[Data items]
········
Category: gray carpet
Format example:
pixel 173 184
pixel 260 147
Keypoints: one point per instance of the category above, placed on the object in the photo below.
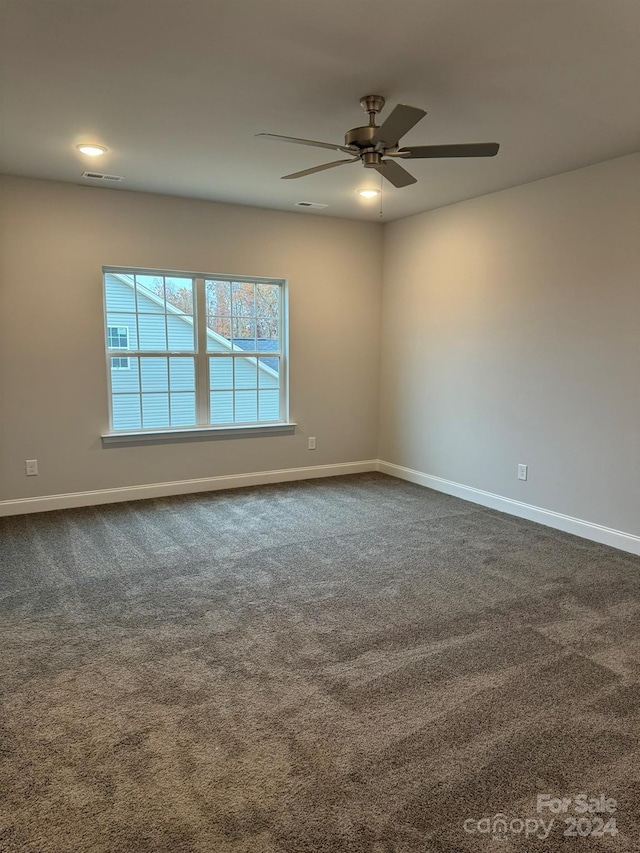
pixel 343 665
········
-- What you should do --
The required output is each record above, reproduced exactly, without its pictures.

-- Written answer --
Category: gray carpet
Format example:
pixel 173 184
pixel 260 147
Keypoints: one point per instance of the category above, placed on the object in the photo below.
pixel 343 665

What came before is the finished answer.